***** Extrait à étudier
À quelle échéance la nouvelle directive doit-elle entrer en application ?
L’application de la directive se fera de manière progressive. Ainsi, les sociétés cotées déjà soumises à l’obligation de publier une DPEF seront concernées dès l’exercice 2024 pour une publication en 2025. La CSRD s’appliquera ensuite de façon plus élargie aux grandes entreprises, qui aujourd’hui ne sont pas dans l’obligation de publier des informations non financières, dès l’exercice 2025 pour une publication en 2026. Mais vu le contenu de ce futur rapport de durabilité, pour les entreprises entrant dans le champ, il sera nécessaire d’anticiper. Cela signifie un important volet communication à transmettre à nos clients. On s’y attelle.
Sur quoi va porter précisément cette communication ?
De fait, la nouvelle directive introduit deux changements importants. La CSRD indique en effet que des normes de rapport de durabilité doivent être établies par l’Efrag, groupe consultatif européen sur l’information financière. Ce dernier vient de publier 12 normes dites « ESRS », alors qu’auparavant on ne disposait d’aucun référentiel. Du coup, chaque société avait le sien. Désormais, un cadre assez lourd est imposé qui comprend un grand nombre d’indicateurs, 82 au total. Cela signifie que le rapport de durabilité va nécessiter un gros travail d’anticipation. En parallèle, le règlement européen Taxonomie (adopté en 2020, il vise à classer les activités économiques ayant un impact favorable sur l’environnement en vue d’orienter les investissements vers les activités durables, NDLR) édicte, lui, que toutes les entreprises qui sont dans le champ de la directive doivent rapporter sur trois ratios principaux : le pourcentage du chiffre d’affaires, le pourcentage des dépenses d’investissement et le pourcentage des charges d’exploitation, orientés vers les activités durables.
Ces éléments seront également intégrés dans le rapport de durabilité. C’est une manière d’interconnecter le financier et l’extra-financier. Mais là aussi les entreprises devront anticiper puisque c’est une autre façon d’organiser son processus comptable. Par ailleurs, les entreprises vont devoir reporter sur le champ de leurs activités propres, mais également sur les activités amont et aval, notamment pour ce qui concerne les émissions de gaz à effet de serre et les consommations d’énergie. Ce qui signifie que par capillarité, toutes les entreprises vont être concernées, y compris les PME qui fournissent des produits ou services aux grands donneurs d’ordre. Leurs clients vont leur demander : quelles sont vos émissions de GES ? quelles actions mettez-vous en oeuvre pour les réduire ? etc.
**********
***** Données fournies
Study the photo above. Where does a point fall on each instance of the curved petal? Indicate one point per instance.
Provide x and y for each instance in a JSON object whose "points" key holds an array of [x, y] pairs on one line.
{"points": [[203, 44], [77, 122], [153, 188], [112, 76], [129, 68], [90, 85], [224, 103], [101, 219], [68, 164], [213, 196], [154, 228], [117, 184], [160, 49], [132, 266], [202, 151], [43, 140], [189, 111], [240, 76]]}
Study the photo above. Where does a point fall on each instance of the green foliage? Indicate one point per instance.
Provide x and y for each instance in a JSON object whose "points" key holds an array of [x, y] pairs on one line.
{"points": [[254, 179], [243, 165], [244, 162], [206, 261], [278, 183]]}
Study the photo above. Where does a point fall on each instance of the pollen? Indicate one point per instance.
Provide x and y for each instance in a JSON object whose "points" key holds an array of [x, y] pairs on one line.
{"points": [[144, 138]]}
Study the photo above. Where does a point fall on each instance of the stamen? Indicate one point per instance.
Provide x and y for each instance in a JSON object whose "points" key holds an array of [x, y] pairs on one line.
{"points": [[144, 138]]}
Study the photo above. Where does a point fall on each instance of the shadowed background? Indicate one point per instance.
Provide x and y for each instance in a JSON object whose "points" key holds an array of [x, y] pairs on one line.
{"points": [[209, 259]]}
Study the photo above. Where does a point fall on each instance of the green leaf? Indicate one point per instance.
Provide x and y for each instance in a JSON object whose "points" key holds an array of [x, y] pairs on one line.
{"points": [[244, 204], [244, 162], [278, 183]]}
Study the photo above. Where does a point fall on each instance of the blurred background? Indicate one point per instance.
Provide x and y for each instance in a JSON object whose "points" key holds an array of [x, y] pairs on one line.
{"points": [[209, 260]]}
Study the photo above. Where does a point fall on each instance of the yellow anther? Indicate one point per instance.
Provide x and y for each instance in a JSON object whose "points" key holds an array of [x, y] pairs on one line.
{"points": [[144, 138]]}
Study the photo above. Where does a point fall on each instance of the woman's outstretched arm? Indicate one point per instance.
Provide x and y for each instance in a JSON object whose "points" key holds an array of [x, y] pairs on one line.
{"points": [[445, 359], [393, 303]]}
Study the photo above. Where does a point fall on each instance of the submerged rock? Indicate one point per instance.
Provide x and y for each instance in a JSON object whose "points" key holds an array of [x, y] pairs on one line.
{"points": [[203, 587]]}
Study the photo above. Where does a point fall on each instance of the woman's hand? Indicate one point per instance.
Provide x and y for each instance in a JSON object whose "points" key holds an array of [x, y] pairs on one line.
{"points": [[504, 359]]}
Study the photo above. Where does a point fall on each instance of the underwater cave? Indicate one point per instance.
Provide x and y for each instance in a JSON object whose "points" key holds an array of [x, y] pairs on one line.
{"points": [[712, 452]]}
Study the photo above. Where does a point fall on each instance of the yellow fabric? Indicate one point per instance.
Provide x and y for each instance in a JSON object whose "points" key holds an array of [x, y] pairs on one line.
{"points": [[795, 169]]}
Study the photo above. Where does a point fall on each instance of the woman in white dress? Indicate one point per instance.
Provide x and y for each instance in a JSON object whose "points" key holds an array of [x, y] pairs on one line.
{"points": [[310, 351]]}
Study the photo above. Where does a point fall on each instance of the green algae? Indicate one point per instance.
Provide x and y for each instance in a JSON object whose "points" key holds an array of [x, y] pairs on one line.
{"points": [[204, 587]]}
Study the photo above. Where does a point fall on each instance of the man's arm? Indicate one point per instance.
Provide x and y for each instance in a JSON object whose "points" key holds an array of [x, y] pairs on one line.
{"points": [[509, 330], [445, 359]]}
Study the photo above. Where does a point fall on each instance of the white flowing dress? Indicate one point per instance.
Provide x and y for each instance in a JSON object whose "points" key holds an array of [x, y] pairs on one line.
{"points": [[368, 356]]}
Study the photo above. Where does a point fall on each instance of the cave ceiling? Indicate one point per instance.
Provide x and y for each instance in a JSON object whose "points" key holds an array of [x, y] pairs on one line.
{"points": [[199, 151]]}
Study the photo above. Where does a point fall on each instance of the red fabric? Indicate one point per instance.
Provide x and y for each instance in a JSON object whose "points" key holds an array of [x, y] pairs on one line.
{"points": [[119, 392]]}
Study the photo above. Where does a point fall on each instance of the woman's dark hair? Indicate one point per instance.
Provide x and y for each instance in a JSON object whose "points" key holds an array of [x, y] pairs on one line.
**********
Consignes -
**a.** Reproduisez mot pour mot le passage de l'extrait sur la CSRD qui va de « Ces éléments seront » jusqu'à « réduire ? etc. ».
**b.** Poursuivez l'extrait sur la CSRD à partir de l'endroit où il s'arrête.

Réponses successives -
**a.**
Ces éléments seront également intégrés dans le rapport de durabilité. C’est une manière d’interconnecter le financier et l’extra-financier. Mais là aussi les entreprises devront anticiper puisque c’est une autre façon d’organiser son processus comptable. Par ailleurs, les entreprises vont devoir reporter sur le champ de leurs activités propres, mais également sur les activités amont et aval, notamment pour ce qui concerne les émissions de gaz à effet de serre et les consommations d’énergie. Ce qui signifie que par capillarité, toutes les entreprises vont être concernées, y compris les PME qui fournissent des produits ou services aux grands donneurs d’ordre. Leurs clients vont leur demander : quelles sont vos émissions de GES ? quelles actions mettez-vous en oeuvre pour les réduire ? etc.

**b.**
Le commissaire aux comptes ne vérifiera pas ces données, mais pourra accompagner ces entreprises via une attestation sur les informations produites auprès de leurs donneurs d’ordre ou de leurs partenaires financiers. Les banques et les fonds d’investissement doivent, en effet, eux-mêmes rendre compte sur ces sujets : les premiers sur la part des crédits accordés, orientés vers des activités durables et les seconds sur la part de leurs portefeuilles de participations ainsi orientées. Ces acteurs auront besoin d’informations fiabilisées. Certaines banques sollicitent, du reste, déjà des attestations de ce genre pour s’assurer de la fiabilité des informations qui leur sont remontées.
De quelle manière les commissaires aux comptes vont-ils pouvoir accompagner les entreprises ?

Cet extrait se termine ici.